*Provided passage*
Puppy Forum and Dog Forums banner

1 - 20 of 27 Posts

·
Registered
Joined
·
2,584 Posts
Discussion Starter #1
In the breed I'm interested in, there is a somewhat well known breeder that has produced a ton of CH dogs, been AKC breeder of the year, AKC top stud, ect. I don't think their dogs are owner handled but regardless, they have their kennel name.

They also has a *lot* of bad press on public online places- the breed forum i'm on doesn't discuss breeder names except for in PM so I'm not sure the general opinion of them within the breed, but from what is available as reviews/ things tied to their kennel name online it can't be good. puppies with serious genetic issues, refusal to honor their warranty for a replacement pup, complaints that their dogs are kenneled 24/7 and its run like a business, ect.

I know this is rare. But in your breed, is there a breeder or two like this? One that produces lots of CH/titled dogs but is looked at unfavorably? Or is this just an extremely rare occurance.
 

·
Registered
Joined
·
2,584 Posts
Discussion Starter #3
This particular breeder does the *basic* health testing (OFA hips and elbows, CERF, some dogs have cardiac and some have EIC clearances) but what I consider "unfavorable" is the fact that they are knowingly rebreeding dogs that have produced puppies with deadly congenital defects (in one "famous" case all over their reviews, leaving a puppy dead at just under 6 months).

*Exercise set*
A - In the dog forum thread, which health tests does the breeder under discussion perform?
B - Translate this sentence from the dog forum thread into French: "I know this is rare."

[Stored data entries]
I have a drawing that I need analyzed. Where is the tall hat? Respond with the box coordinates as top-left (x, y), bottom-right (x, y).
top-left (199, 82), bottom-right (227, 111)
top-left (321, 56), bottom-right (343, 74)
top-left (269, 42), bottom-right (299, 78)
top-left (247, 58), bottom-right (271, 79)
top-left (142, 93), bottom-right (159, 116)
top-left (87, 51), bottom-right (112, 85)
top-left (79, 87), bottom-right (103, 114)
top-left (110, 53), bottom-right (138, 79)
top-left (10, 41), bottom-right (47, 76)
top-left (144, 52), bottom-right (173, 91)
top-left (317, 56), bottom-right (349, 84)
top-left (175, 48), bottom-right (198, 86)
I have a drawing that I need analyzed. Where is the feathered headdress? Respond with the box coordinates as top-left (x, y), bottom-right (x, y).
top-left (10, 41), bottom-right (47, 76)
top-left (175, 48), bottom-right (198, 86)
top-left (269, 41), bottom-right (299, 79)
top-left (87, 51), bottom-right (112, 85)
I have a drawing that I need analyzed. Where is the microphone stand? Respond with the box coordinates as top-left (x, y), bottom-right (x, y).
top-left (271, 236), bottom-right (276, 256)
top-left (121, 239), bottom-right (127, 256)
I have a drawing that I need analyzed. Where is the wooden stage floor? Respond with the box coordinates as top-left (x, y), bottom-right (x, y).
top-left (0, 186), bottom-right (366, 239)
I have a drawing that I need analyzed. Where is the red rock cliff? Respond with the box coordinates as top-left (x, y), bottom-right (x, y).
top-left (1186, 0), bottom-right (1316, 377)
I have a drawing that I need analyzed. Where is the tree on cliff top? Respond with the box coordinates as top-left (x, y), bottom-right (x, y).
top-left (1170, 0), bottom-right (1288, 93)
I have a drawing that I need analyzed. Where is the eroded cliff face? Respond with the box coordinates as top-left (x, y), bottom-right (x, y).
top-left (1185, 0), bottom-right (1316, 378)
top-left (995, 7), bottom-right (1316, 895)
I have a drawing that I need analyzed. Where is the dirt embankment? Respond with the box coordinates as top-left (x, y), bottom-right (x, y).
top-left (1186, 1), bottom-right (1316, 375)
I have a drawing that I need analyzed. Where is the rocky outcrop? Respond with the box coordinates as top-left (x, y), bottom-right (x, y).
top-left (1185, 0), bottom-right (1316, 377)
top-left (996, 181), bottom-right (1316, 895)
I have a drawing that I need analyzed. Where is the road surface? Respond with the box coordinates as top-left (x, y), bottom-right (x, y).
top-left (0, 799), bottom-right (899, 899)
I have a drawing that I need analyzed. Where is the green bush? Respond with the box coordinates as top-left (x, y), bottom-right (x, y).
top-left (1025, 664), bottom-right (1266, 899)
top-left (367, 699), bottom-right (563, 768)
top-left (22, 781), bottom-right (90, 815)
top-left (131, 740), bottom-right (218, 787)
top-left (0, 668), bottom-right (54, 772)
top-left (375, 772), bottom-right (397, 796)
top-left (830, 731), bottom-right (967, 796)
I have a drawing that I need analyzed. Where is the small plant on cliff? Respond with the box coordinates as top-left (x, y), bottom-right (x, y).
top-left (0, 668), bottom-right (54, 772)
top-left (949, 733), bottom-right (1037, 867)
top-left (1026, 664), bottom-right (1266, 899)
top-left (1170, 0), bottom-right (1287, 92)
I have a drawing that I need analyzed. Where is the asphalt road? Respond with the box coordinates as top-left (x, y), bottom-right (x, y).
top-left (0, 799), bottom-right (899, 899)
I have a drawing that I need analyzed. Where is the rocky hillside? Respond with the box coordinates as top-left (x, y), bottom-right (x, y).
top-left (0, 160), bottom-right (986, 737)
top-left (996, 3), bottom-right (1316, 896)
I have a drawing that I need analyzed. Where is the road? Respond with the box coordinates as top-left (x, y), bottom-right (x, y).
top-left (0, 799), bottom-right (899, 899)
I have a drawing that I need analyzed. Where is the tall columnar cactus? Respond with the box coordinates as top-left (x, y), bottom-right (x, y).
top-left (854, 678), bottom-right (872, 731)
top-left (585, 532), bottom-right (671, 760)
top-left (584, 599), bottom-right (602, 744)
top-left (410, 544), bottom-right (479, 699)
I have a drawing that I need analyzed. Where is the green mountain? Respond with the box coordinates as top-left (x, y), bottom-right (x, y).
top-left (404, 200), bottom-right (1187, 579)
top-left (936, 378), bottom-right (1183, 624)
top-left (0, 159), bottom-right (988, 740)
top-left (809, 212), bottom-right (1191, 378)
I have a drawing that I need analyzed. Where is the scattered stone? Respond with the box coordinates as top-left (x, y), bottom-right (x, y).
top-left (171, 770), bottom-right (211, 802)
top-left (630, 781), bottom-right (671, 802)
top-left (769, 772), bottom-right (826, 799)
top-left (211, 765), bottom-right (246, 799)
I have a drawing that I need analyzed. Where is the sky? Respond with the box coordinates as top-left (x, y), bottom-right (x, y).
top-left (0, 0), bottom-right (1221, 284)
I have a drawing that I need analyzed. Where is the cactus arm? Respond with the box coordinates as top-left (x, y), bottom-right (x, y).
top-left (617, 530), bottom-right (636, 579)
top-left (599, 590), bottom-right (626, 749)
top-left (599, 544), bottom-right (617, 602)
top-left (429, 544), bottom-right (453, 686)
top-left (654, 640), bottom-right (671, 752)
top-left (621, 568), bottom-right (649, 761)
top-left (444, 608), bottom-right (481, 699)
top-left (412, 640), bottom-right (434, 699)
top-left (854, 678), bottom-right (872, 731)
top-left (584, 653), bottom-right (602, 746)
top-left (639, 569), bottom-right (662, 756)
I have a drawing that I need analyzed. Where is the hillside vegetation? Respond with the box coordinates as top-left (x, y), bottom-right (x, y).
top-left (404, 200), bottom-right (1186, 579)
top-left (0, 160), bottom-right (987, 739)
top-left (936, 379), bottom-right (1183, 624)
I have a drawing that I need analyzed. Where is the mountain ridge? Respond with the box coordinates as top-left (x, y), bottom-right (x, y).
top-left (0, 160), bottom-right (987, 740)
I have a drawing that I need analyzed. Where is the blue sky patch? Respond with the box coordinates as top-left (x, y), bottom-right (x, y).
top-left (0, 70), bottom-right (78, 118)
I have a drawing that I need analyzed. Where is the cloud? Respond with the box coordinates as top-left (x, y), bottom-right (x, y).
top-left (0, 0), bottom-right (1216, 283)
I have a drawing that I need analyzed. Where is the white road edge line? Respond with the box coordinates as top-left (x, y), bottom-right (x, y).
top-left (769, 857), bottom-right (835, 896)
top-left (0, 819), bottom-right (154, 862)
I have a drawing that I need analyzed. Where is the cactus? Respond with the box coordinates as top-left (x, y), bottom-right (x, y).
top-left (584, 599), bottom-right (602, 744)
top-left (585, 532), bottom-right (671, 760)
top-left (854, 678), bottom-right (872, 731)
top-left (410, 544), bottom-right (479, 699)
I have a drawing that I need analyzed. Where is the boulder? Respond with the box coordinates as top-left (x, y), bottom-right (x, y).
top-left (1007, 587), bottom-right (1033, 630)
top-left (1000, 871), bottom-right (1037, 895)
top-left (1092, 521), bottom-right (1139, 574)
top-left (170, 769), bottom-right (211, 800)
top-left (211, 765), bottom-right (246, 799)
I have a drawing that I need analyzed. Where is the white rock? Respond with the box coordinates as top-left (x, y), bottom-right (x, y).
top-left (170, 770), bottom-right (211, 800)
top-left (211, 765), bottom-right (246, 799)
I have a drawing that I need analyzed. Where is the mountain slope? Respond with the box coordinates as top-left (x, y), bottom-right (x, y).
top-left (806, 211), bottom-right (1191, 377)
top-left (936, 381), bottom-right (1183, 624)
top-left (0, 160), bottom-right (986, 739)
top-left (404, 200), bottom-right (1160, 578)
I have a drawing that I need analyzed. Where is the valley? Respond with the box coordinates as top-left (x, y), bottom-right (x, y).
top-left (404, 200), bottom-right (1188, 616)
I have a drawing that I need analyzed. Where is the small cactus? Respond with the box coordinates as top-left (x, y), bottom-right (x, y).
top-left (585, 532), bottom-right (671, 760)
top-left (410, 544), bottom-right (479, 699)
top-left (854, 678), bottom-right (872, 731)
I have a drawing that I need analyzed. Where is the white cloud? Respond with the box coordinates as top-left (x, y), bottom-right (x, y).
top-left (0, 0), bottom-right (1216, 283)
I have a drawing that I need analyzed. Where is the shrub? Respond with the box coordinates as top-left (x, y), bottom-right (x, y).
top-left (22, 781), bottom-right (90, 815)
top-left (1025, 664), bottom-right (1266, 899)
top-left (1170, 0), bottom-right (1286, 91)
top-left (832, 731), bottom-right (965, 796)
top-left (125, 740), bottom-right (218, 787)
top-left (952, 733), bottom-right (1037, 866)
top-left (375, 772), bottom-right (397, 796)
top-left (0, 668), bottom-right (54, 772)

*Answer list*
A - OFA hips and elbows and CERF, plus cardiac and EIC clearances on some dogs.

B - Je sais que c'est rare.